━━━ Reading passage

A multi-Asian team of scientists from the UNC Gillings School of Global Public Health has shown that extremely hot nights caused by climate change will increase the worldwide death rate by 60% by the end of the century. The study was published in the journal Lancet Planetary Health.
Using mortality and temperature data for 28 cities in East Asia, climatologists showed that by the end of the century, mortality could increase by 60%, associated with increased nighttime temperatures and the frequency of extremely hot nights. Also, by 2090, the average nighttime temperature will nearly double from 20.4℃ to 39.7℃. The frequency of hot nights will increase by more than 30%. The average daily temperature will increase by less than 20%. Therefore, the estimate of death associated with nocturnal heat turned out to be higher than the previously calculated increase in death due to average daily warming.

━━━━━━

(Apply what you read):
1) Mark each statement about the passage on hot nights and mortality as yes or no, depending on whether it agrees with the passage. Quote the passage's deciding words for each. (a) The study was published in the journal Lancet Planetary Health. (b) The study drew on mortality and temperature data for 28 cities in Europe. (c) The frequency of hot nights is expected to rise by less than 20%.
2) Pick up the passage on hot nights and mortality after its final sentence and continue it.
The rows that follow the passage are not needed.

━━━ Given records

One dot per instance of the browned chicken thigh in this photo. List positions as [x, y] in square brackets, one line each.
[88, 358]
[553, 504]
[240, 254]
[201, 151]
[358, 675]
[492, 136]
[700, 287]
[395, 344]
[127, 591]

━━━━━━

(Answers for the tasks):
1)
(a) Yes: "The study was published in the journal Lancet Planetary Health."
(b) No: "Using mortality and temperature data for 28 cities in East Asia"
(c) No: "The frequency of hot nights will increase by more than 30%."

2)
A room temperature that is too high at night disrupts sleep physiology and can cause insomnia associated with immune system dysfunction and an increased risk of cardiovascular disease. This study highlights the need to take nighttime temperature into account when designing a future heatwave warning system, especially for vulnerable populations and low-income people who cannot afford the additional cost of air conditioning.
The authors noted that because only 28 cities from the three countries were included in the study, caution should be exercised in estimating their results for the entire East Asian region or other countries. The scientists plan to repeat the analysis on a global dataset.
The study was carried out by researchers from Fudan University in Shanghai, Seoul National University, University of Tokyo, Ewha Women’s University, Tsubuk University, Boston University, and the Helmholtz Center in Munich.